* DAFTAR TUGAS:
1. Salin kata demi kata bagian teks tentang kunjungan ke Parapat yang dimulai dengan kata-kata "Jalananpun macet dipenuhi" dan berakhir dengan "sebuah restoran China.".
2. Jawab pertanyaan berikut berdasarkan teks tentang kunjungan ke Parapat:
(a) Ke tempat apa buku menu titipan dari bos harus diberikan?
(b) Dengan sebutan apa penulis memanggil orang yang dijumpainya di sana?
(c) Turis asing dari mana yang disebut kesulitan memesan menu tanpa tulisan mandarin?

* TEKS YANG DITAMPILKAN:
Jalananpun macet dipenuhi angkot, kami meliuk di sela-sela kendaraan menembus
kemancetan. setiba di kota Parapat ku berpisah dengan mereka, sebuah buku menu
titipan dari boss tempatku bekerja harus diberikan ke sebuah restoran China.
Di sana ku menjumpai seorang aiai walau aku sendirinya memanggilnya dengan
sebutan cici, kuharap itu membuatnya senang karena terdengar ia menjadi lebih
muda. Ia mengeluh kepadaku pada menu yang baru kami buat (adahal yang unik saya menggunakan kata buat bukan bikin karena
kawan-kawan di sini bilang tidak lazim menggunakan kata bikin bahkan seorang teman mengatakan “apa itu bikin cok kau bilang”, kurasa ku tidak perlu menjelaskan perdebatan
kami ini) tidak memiliki bahasa mandarin di dalamnya, karena banyak turis
asing dari Tiongkok dan Hongkong kesulitan untuk memesan menu tanpa ada tulisan
mandarin. Ai ini memberikan menu lama yang masih memiliki tulisan mandarin di dalamnya
dan akupun segera berpamitan meninggalkan restoran.

* BARIS DATA:

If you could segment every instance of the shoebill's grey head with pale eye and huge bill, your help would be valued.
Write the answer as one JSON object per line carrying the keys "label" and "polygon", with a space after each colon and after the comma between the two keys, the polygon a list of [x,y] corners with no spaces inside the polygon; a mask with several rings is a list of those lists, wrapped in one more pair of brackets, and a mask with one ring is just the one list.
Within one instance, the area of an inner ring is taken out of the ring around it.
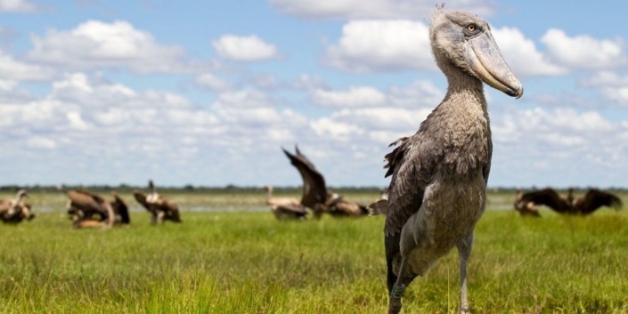
{"label": "shoebill's grey head with pale eye and huge bill", "polygon": [[523,95],[523,86],[503,60],[485,20],[467,12],[445,11],[438,5],[429,25],[429,39],[436,64],[445,73],[453,65],[509,96]]}

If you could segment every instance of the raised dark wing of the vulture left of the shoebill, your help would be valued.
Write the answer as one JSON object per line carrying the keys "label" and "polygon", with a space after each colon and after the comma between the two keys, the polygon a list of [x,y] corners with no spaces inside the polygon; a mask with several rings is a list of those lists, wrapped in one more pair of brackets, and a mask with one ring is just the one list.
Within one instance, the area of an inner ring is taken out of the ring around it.
{"label": "raised dark wing of the vulture left of the shoebill", "polygon": [[301,204],[312,209],[317,204],[324,204],[327,199],[327,188],[325,187],[325,179],[322,177],[322,174],[300,152],[298,152],[298,156],[290,154],[286,149],[283,149],[283,152],[290,159],[290,164],[294,165],[298,173],[301,174],[301,179],[303,180]]}

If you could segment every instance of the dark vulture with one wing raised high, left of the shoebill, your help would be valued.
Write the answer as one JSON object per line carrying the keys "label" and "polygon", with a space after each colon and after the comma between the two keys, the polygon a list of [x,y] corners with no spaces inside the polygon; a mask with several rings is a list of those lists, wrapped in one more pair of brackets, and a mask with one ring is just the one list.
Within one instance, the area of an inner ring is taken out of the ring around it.
{"label": "dark vulture with one wing raised high, left of the shoebill", "polygon": [[325,187],[325,179],[319,173],[314,164],[295,147],[296,154],[290,154],[283,149],[303,180],[303,196],[301,204],[312,209],[314,218],[320,219],[322,213],[330,213],[334,217],[363,216],[369,214],[366,206],[339,197],[336,193],[330,193]]}

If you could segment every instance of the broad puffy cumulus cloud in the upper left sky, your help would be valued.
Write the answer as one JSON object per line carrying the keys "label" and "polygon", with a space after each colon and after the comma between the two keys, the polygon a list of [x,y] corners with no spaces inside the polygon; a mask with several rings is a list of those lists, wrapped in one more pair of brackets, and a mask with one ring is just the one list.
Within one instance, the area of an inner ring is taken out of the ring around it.
{"label": "broad puffy cumulus cloud in the upper left sky", "polygon": [[126,21],[88,20],[70,30],[31,35],[29,60],[70,70],[129,68],[136,73],[190,73],[212,65],[186,60],[184,48],[162,45]]}

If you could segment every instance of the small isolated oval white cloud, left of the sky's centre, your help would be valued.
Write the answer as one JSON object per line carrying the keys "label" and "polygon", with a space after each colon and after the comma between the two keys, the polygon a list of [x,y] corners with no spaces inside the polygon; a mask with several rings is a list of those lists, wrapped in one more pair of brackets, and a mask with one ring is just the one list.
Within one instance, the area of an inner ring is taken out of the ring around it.
{"label": "small isolated oval white cloud, left of the sky's centre", "polygon": [[259,61],[279,58],[273,44],[267,44],[255,35],[224,35],[212,41],[211,45],[218,52],[218,56],[226,60]]}

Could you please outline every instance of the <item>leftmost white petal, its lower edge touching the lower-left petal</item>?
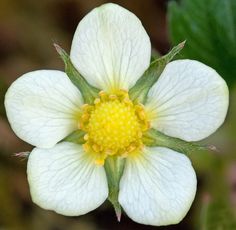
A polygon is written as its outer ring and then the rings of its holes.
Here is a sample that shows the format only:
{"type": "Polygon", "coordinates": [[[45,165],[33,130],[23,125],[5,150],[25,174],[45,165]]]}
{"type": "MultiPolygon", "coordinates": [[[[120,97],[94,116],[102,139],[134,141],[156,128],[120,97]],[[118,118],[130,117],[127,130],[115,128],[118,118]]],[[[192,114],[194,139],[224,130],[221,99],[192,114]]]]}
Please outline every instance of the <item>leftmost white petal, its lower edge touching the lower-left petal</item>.
{"type": "Polygon", "coordinates": [[[56,70],[24,74],[5,97],[7,117],[16,135],[42,148],[54,146],[77,129],[82,103],[79,90],[64,72],[56,70]]]}

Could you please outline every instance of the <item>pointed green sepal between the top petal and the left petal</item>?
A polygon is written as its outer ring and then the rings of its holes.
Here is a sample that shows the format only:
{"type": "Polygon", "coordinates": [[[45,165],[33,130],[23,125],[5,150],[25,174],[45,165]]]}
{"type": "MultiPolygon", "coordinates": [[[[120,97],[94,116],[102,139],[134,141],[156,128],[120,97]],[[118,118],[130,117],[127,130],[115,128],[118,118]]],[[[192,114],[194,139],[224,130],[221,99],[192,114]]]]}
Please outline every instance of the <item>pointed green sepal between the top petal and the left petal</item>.
{"type": "Polygon", "coordinates": [[[74,65],[70,60],[70,56],[63,50],[59,45],[54,43],[54,47],[56,51],[60,55],[61,59],[65,64],[65,72],[67,76],[70,78],[71,82],[80,90],[84,102],[88,104],[92,104],[94,99],[98,97],[99,89],[91,86],[85,78],[76,70],[74,65]]]}

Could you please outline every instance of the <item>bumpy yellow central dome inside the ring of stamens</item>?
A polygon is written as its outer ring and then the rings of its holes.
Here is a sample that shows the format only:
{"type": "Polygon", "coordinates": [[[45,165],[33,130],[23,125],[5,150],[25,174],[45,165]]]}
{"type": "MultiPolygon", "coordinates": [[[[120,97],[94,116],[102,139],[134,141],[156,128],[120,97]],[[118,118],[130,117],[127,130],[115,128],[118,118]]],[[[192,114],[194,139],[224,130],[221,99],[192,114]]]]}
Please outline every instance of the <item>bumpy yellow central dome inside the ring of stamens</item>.
{"type": "Polygon", "coordinates": [[[97,145],[111,151],[128,147],[141,132],[134,108],[117,100],[97,106],[91,113],[88,130],[97,145]]]}

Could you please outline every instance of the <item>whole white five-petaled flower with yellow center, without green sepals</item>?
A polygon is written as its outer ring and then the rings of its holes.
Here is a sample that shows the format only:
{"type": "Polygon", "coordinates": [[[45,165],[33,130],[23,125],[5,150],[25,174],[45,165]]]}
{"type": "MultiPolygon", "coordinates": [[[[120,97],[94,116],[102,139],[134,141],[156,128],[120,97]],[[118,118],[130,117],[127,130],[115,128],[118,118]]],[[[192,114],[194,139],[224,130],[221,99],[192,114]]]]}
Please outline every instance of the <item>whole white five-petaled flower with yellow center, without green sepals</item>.
{"type": "Polygon", "coordinates": [[[64,72],[39,70],[17,79],[5,106],[18,137],[36,146],[28,160],[33,201],[57,213],[85,214],[108,197],[107,157],[125,157],[119,203],[136,222],[178,223],[196,192],[189,159],[163,147],[143,147],[142,133],[198,141],[224,121],[228,88],[210,67],[193,60],[169,63],[143,106],[128,91],[150,65],[151,44],[139,19],[105,4],[79,23],[70,57],[86,80],[103,90],[93,105],[64,72]],[[80,128],[86,143],[61,142],[80,128]]]}

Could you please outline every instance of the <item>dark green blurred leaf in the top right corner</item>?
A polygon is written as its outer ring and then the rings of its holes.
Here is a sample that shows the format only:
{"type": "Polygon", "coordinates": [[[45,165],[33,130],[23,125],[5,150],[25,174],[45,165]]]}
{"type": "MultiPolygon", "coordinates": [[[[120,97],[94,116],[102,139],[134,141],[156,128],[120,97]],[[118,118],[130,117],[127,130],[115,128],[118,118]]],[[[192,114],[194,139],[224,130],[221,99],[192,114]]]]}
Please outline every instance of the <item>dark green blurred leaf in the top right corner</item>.
{"type": "Polygon", "coordinates": [[[184,39],[183,58],[199,60],[227,81],[236,79],[236,1],[171,1],[168,23],[172,44],[184,39]]]}

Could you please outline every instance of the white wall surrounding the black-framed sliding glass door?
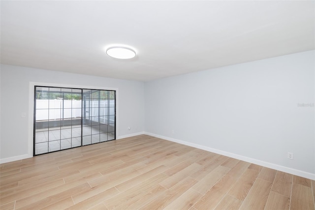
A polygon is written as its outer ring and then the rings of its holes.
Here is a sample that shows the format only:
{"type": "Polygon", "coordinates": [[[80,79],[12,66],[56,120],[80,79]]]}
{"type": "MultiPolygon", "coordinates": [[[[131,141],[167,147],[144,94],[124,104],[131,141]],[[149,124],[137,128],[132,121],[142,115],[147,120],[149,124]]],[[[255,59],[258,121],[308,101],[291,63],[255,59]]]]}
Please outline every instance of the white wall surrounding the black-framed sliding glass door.
{"type": "Polygon", "coordinates": [[[143,82],[8,65],[0,67],[1,163],[32,157],[32,97],[36,84],[117,90],[116,139],[144,132],[143,82]],[[26,118],[21,117],[22,112],[27,113],[26,118]]]}

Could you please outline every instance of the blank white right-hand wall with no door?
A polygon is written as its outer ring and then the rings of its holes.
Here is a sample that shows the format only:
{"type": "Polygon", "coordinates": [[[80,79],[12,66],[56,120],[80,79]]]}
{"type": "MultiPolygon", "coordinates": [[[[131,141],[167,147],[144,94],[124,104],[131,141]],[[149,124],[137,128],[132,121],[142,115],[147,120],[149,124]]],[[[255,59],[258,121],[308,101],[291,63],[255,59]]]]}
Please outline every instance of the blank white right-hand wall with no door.
{"type": "Polygon", "coordinates": [[[315,102],[314,62],[307,51],[147,82],[145,131],[315,179],[314,106],[298,106],[315,102]]]}

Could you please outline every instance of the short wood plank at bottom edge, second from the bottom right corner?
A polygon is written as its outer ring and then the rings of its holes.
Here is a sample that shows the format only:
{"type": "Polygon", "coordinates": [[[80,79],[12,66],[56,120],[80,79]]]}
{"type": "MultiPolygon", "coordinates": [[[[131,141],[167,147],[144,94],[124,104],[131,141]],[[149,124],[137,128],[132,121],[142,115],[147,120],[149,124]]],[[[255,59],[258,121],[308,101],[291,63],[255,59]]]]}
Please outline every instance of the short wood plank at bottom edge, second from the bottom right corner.
{"type": "Polygon", "coordinates": [[[265,210],[289,210],[290,198],[271,191],[265,206],[265,210]]]}

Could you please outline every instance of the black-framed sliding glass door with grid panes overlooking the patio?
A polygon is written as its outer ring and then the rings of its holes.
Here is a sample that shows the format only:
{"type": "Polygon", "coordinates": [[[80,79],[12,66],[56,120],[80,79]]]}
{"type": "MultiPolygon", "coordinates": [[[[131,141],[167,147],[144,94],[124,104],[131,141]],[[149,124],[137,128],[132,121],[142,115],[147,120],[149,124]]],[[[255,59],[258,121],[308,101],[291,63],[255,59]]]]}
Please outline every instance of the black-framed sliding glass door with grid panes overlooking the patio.
{"type": "Polygon", "coordinates": [[[34,155],[115,140],[115,91],[35,86],[34,155]]]}

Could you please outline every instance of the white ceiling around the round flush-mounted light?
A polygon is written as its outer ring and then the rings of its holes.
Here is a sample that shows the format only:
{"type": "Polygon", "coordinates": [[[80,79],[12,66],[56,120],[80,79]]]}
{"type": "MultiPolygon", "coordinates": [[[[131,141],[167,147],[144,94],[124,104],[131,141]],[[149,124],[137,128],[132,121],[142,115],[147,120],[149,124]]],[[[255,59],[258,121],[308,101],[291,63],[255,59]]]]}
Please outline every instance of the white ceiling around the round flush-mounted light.
{"type": "Polygon", "coordinates": [[[149,81],[315,49],[315,1],[0,1],[1,64],[149,81]],[[132,46],[130,60],[108,57],[132,46]]]}

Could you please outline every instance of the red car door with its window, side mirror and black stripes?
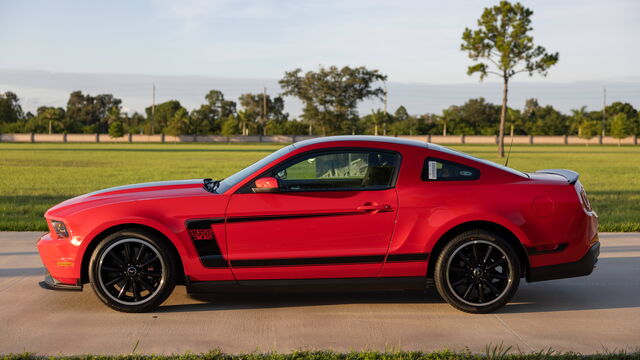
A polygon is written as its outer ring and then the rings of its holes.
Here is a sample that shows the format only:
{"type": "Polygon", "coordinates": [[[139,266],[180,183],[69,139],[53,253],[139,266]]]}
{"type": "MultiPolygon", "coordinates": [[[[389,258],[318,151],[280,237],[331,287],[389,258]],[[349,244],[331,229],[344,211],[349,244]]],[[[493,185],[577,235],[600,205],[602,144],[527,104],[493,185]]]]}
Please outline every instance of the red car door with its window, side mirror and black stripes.
{"type": "MultiPolygon", "coordinates": [[[[259,177],[227,207],[228,257],[238,280],[375,277],[393,233],[400,166],[396,152],[313,151],[259,177]]],[[[254,179],[255,180],[255,179],[254,179]]]]}

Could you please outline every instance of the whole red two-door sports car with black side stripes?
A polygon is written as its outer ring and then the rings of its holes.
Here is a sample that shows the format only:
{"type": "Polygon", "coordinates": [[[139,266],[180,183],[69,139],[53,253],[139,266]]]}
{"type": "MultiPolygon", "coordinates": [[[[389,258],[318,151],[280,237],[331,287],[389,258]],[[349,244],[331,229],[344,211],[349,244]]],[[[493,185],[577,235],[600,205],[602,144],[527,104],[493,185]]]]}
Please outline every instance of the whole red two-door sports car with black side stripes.
{"type": "Polygon", "coordinates": [[[54,289],[91,283],[141,312],[175,285],[423,289],[496,310],[521,278],[588,275],[598,218],[578,174],[523,173],[442,146],[337,136],[286,146],[223,180],[120,186],[45,214],[38,241],[54,289]]]}

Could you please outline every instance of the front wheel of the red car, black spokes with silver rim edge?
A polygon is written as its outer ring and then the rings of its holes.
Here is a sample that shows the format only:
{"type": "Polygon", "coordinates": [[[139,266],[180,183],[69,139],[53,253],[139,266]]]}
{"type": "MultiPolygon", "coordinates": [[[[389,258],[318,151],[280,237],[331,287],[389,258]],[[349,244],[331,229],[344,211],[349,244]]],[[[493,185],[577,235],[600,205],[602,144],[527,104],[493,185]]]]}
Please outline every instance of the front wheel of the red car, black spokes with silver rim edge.
{"type": "Polygon", "coordinates": [[[176,285],[176,262],[167,245],[144,230],[121,230],[104,238],[89,262],[98,298],[123,312],[151,311],[176,285]]]}

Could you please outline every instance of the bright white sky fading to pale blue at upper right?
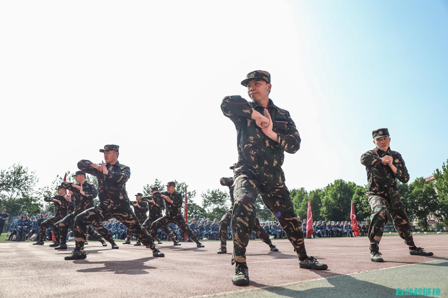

* HASIL JAWABAN:
1.
Jalananpun macet dipenuhi angkot, kami meliuk di sela-sela kendaraan menembus
kemancetan. setiba di kota Parapat ku berpisah dengan mereka, sebuah buku menu
titipan dari boss tempatku bekerja harus diberikan ke sebuah restoran China.

2.
(a) Ke sebuah restoran China di kota Parapat.
(b) Dengan sebutan cici.
(c) Dari Tiongkok dan Hongkong.